▶ [DOCUMENT SECTION]
________________________________________

With a Chapter 13 bankruptcy, some debts must be paid back. There are many types of debts, all of which will be handled in a unique manner under the bankruptcy code.
The three types of claims are as follows:
- Secured claims (most common)
- Unsecured claims
- General unsecured claims
Since secured claims are most common, let’s take a closer look at how these are approached.
The way you pay these claims depends on a variety of factors, including how long your repayment plan will last.
In short, a secured claim is associated with debt that is secured by collateral. This includes but is not limited to:
- Car loan
- Property taxes
Generally speaking, secured claims are required to be paid in full, along with interest, after filing for Chapter 13 bankruptcy. How much you pay in interest is based on the type of debt.
Note: if you are unable to repay all of the money owed during a typical repayment plan, you will not be required to pay off the entire amount.
Unsecured Priority Claims
These types of debts are easy to pinpoint as they are not secured by collateral. That being said, these claims take priority over other types of unsecured debts.

________________________________________

▶ [INFORMATION PROVIDED]
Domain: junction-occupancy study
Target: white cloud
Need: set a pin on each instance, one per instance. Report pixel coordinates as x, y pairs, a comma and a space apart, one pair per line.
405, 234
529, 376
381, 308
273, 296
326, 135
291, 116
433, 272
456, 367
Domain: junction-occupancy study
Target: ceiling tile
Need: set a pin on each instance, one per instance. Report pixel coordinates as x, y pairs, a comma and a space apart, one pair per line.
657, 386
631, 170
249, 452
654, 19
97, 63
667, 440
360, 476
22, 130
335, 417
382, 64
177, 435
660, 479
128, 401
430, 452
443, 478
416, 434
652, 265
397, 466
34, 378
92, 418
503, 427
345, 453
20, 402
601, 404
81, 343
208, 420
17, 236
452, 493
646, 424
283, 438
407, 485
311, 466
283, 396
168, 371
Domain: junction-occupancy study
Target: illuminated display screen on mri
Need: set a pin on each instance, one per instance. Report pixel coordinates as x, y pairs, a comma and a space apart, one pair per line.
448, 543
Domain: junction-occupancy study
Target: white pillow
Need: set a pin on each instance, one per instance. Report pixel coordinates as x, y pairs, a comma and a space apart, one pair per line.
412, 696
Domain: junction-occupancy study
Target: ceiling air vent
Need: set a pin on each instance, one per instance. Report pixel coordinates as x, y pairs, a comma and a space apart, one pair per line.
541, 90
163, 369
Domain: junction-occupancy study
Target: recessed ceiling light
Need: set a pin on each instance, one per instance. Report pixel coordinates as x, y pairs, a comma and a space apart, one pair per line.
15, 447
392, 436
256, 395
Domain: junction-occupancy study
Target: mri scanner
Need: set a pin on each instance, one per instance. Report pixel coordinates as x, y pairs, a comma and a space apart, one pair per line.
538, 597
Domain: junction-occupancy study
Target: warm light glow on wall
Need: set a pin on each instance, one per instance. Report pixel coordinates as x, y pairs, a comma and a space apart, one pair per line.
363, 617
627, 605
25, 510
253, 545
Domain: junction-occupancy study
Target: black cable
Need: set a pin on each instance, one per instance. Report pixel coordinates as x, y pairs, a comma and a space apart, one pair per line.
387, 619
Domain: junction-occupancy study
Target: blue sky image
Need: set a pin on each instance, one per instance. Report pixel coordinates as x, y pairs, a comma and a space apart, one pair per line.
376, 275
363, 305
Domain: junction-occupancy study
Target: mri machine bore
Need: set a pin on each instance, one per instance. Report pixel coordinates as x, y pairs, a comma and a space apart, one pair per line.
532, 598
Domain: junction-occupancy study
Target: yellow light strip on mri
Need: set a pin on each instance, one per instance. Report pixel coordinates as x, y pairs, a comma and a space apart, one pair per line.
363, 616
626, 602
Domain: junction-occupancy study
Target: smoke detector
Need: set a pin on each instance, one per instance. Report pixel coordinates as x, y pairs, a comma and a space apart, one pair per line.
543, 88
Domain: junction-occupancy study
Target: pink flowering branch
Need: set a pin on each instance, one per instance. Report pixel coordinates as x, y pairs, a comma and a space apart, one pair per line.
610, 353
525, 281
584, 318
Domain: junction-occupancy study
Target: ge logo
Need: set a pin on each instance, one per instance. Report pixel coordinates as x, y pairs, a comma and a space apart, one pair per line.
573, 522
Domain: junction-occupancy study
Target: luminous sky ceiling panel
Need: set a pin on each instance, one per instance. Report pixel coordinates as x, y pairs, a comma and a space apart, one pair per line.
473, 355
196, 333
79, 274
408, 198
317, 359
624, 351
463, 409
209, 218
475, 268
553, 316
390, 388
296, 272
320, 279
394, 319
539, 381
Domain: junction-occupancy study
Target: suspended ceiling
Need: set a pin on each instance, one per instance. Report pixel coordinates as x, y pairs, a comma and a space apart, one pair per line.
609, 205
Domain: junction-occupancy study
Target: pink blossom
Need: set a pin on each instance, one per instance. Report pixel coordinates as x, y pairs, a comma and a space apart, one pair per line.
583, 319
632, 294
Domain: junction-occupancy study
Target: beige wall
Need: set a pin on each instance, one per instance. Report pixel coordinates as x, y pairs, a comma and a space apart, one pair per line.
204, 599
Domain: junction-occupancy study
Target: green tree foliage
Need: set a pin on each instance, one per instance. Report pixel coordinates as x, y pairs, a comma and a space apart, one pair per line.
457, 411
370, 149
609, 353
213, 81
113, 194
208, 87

________________________________________

▶ [WHAT YOU NEED TO DO]
**A.** Edit the stretch of the Chapter 13 claims passage from "With a Chapter" through "plan will last.", replacing "repayment plan" with "payment plan".
**B.** According to the Chapter 13 claims passage, why are unsecured priority claims easy to pinpoint?
**C.** List the types of claims that the Chapter 13 claims passage names in its list of the three types.
This material comes from a different source than the text.

▶ [ANSWERS TO THE EXERCISES]
**A.**
With a Chapter 13 bankruptcy, some debts must be paid back. There are many types of debts, all of which will be handled in a unique manner under the bankruptcy code.
The three types of claims are as follows:
- Secured claims (most common)
- Unsecured claims
- General unsecured claims
Since secured claims are most common, let’s take a closer look at how these are approached.
The way you pay these claims depends on a variety of factors, including how long your payment plan will last.

**B.** They are easy to pinpoint because they are not secured by collateral.

**C.**
- Secured claims
- Unsecured claims
- General unsecured claims